> [Exercise aim]: Print out the data below in full and exactly, skipping the pictures.

> [Extracted information]:
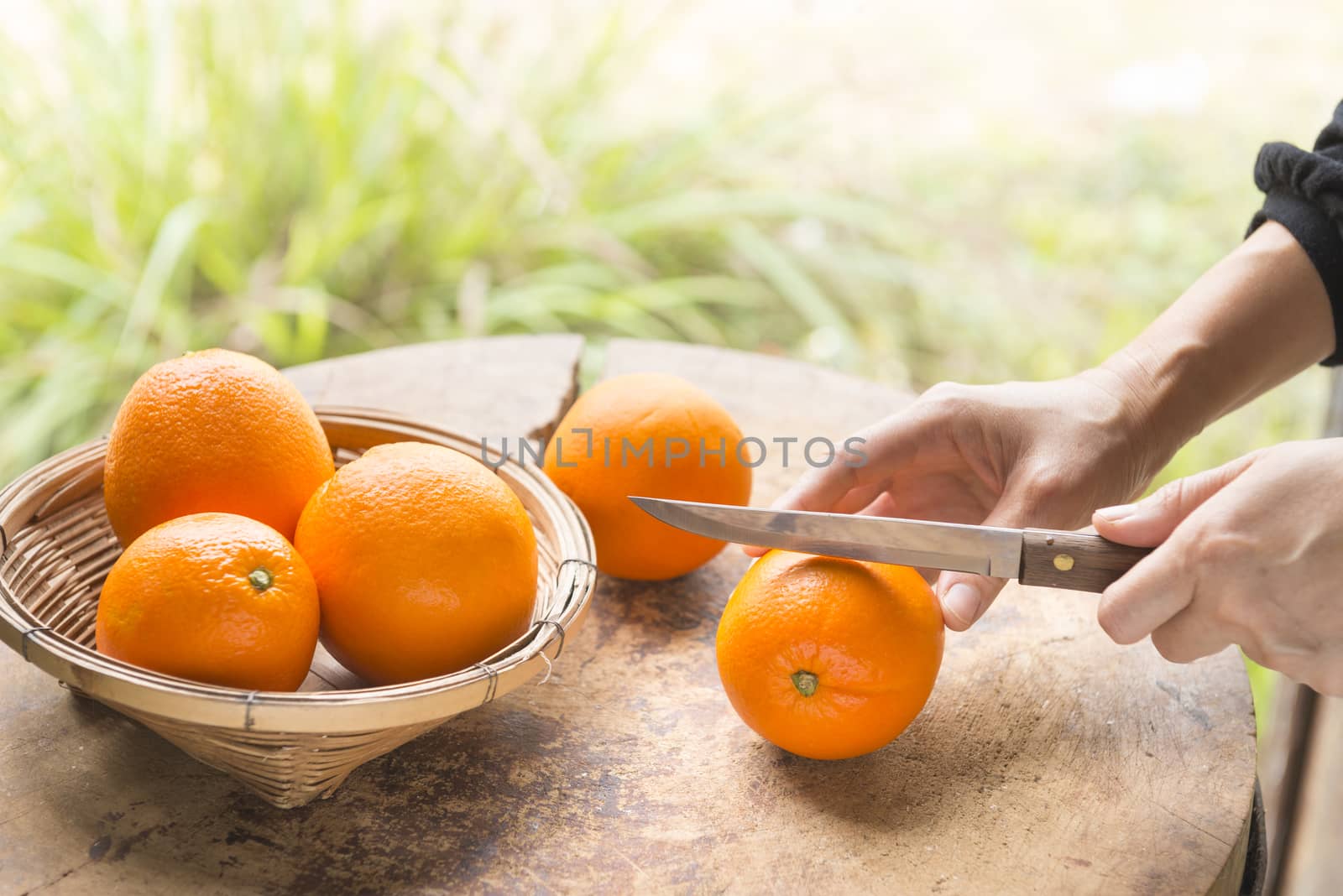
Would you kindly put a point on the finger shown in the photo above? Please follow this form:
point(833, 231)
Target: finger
point(884, 504)
point(1147, 596)
point(1190, 635)
point(861, 501)
point(964, 597)
point(1152, 519)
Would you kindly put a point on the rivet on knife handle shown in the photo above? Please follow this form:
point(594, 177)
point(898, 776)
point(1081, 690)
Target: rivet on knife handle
point(1074, 561)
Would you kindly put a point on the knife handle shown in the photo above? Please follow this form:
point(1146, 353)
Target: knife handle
point(1076, 561)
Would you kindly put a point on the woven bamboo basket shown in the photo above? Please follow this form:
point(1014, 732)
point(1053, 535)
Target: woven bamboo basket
point(57, 548)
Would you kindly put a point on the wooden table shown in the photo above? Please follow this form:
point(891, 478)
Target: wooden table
point(1047, 761)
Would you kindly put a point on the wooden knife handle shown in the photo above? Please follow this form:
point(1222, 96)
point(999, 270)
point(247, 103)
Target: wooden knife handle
point(1076, 561)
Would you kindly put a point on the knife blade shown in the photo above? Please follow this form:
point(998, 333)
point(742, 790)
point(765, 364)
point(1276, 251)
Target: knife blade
point(1074, 561)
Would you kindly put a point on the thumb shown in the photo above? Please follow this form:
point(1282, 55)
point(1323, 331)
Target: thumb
point(1152, 519)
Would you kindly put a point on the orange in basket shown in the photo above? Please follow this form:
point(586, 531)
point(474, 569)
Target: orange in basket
point(212, 431)
point(212, 597)
point(425, 562)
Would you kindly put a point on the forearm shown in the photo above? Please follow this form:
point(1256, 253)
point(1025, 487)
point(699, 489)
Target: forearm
point(1255, 320)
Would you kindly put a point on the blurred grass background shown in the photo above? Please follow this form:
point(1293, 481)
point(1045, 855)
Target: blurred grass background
point(913, 192)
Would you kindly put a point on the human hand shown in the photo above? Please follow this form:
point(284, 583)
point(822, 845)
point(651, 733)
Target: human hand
point(1249, 553)
point(1018, 454)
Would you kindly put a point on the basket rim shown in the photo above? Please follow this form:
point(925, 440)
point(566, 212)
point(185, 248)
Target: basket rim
point(339, 711)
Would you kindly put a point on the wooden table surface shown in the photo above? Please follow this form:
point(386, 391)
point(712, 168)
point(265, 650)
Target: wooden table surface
point(1047, 761)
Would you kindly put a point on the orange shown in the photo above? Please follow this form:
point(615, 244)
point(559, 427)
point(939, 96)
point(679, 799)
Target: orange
point(653, 435)
point(425, 562)
point(829, 658)
point(212, 431)
point(212, 597)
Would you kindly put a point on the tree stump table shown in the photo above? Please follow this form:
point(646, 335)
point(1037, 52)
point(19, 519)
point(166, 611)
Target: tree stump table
point(1048, 759)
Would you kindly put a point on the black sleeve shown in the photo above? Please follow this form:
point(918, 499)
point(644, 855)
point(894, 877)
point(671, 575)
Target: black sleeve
point(1304, 194)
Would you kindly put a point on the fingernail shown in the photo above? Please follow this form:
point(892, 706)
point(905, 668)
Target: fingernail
point(1116, 513)
point(962, 602)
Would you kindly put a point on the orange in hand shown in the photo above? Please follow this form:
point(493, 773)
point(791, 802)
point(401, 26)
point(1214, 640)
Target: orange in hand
point(212, 597)
point(212, 431)
point(425, 562)
point(829, 658)
point(653, 435)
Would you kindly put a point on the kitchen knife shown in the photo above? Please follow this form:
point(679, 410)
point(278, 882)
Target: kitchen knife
point(1074, 561)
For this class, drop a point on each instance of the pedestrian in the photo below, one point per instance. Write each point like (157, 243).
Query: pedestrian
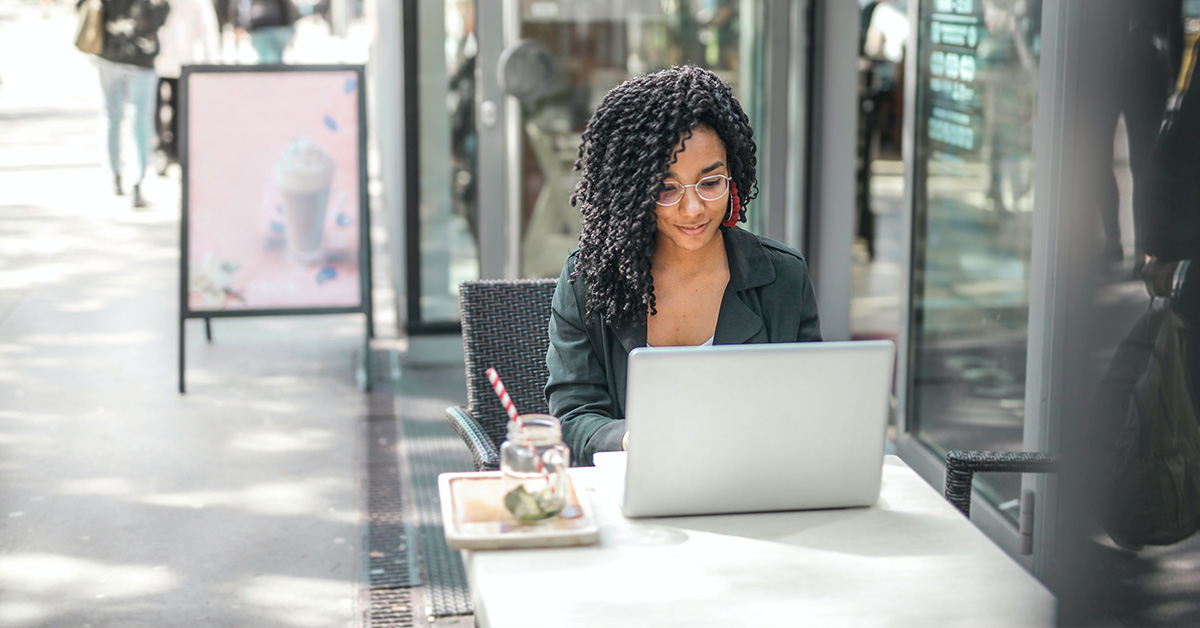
(270, 24)
(125, 65)
(190, 36)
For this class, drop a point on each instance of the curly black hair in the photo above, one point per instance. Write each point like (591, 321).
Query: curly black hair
(628, 148)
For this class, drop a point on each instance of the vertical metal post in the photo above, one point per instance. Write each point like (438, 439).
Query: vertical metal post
(183, 332)
(491, 107)
(514, 136)
(774, 132)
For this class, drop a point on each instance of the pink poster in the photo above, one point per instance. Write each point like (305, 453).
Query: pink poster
(274, 201)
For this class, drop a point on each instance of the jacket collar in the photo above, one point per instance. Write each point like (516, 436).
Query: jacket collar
(736, 322)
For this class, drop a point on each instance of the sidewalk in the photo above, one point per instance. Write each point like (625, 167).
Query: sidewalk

> [Output]:
Would you kindly put a point on the finger shown in the photo above? Please follow this form:
point(833, 231)
Target: finger
point(884, 504)
point(1147, 596)
point(1190, 635)
point(861, 501)
point(964, 597)
point(1152, 519)
Would you kindly put a point on the rivet on knife handle shown in the photo above? Please follow this form:
point(594, 177)
point(898, 776)
point(1081, 690)
Target: rivet on knife handle
point(1074, 561)
Would you kindly put a point on the knife handle shown in the photo above? Please follow this form:
point(1146, 353)
Target: knife handle
point(1076, 561)
Would you kindly put a point on the woven bamboo basket shown in the photo above? Please follow this form:
point(1014, 732)
point(1053, 535)
Target: woven bamboo basket
point(57, 548)
Would you kindly put a point on the wooden table shown in the photo above? Please follow this form:
point(891, 478)
Target: wooden table
point(1047, 761)
Would you kindly put a point on the wooden knife handle shown in the photo above? Please follow this form:
point(1222, 96)
point(999, 270)
point(247, 103)
Target: wooden knife handle
point(1076, 561)
Would you kindly put a point on the knife blade shown in the photo above? Please follow this form:
point(998, 333)
point(742, 790)
point(765, 364)
point(1276, 251)
Target: knife blade
point(1074, 561)
Would you kindly put a point on the thumb shown in the photo above? Please follow this form:
point(1282, 55)
point(1323, 331)
Target: thumb
point(1152, 519)
Would you kindly put a point on the orange in basket shown in the photo above? Please follow this form:
point(586, 531)
point(474, 569)
Target: orange in basket
point(212, 431)
point(212, 597)
point(425, 562)
Would you kindly put a point on the forearm shown in the photo above? Please follow this form:
point(1256, 253)
point(1025, 487)
point(699, 489)
Target: forearm
point(1255, 320)
Would you kindly put a point on the blurred grass background shown in the photo above? Please follow this form:
point(1293, 481)
point(1045, 855)
Target: blurred grass background
point(913, 192)
Would you kindly put a point on the human hand shown in the photo above? Please follow this form:
point(284, 583)
point(822, 845)
point(651, 733)
Target: human hand
point(1249, 553)
point(1018, 454)
Would you kindly put a point on the basket rim shown in the photo above? Please follow this form:
point(925, 440)
point(566, 212)
point(185, 248)
Target: basket rim
point(339, 711)
Would you kindly put a point on the wooden table surface shown in the photo above? Please follow this form:
point(386, 391)
point(712, 168)
point(265, 650)
Target: wooden table surface
point(1047, 761)
Would you kindly put a point on the orange shown in the photo above? Please follow this form:
point(615, 244)
point(559, 427)
point(939, 96)
point(679, 799)
Target: orange
point(653, 435)
point(425, 562)
point(829, 658)
point(212, 431)
point(212, 597)
Would you kindly put a point on the tree stump table shown in the photo above? Please follow this form:
point(646, 335)
point(1037, 52)
point(19, 519)
point(166, 611)
Target: tree stump table
point(1048, 759)
Would you kindly put a point on the black sleeve shown in the photo above? Please follow this form:
point(918, 499)
point(644, 855)
point(894, 877)
point(671, 575)
Target: black sleeve
point(1304, 194)
Would you kindly put a point on the fingernail shown in the photo above? Please follow this form:
point(892, 706)
point(905, 668)
Target: fingernail
point(1116, 513)
point(962, 602)
Would you kindly put a point on the orange in hand shown in the photo above? Please follow this form:
point(493, 773)
point(791, 802)
point(401, 26)
point(1214, 640)
Target: orange in hand
point(212, 597)
point(212, 431)
point(425, 562)
point(829, 658)
point(653, 435)
Would you kindly put a point on the kitchen knife shown in the photo above? Please follow this form:
point(679, 410)
point(278, 882)
Target: kitchen knife
point(1074, 561)
For this class, drop a point on each instance of the pedestrian in the photo below, one point per instance. Write each point like (157, 243).
Query: pedestrian
(270, 24)
(125, 65)
(190, 36)
For this class, drop a point on each instance of the curly black hair in the photo above, one point per instance. Write each point like (591, 321).
Query: curly black hair
(628, 148)
For this class, drop a point on each instance of the vertical metal post in the photo above, one point per instance. Write each point like (438, 439).
Query: vertical metal post
(183, 332)
(491, 107)
(514, 136)
(774, 132)
For this class, drop a point on each instance of the pink poster in the photo above, one point per instance. Write each point like (305, 453).
Query: pink poster
(274, 201)
For this class, drop a point on each instance of the jacket collar in the photo above, one point per instance. Write each point like (516, 436).
Query: jacket collar
(736, 322)
For this class, drop a point on each instance of the sidewalk in the photo above, one point per instance. Write each point like (625, 167).
Query: sidewalk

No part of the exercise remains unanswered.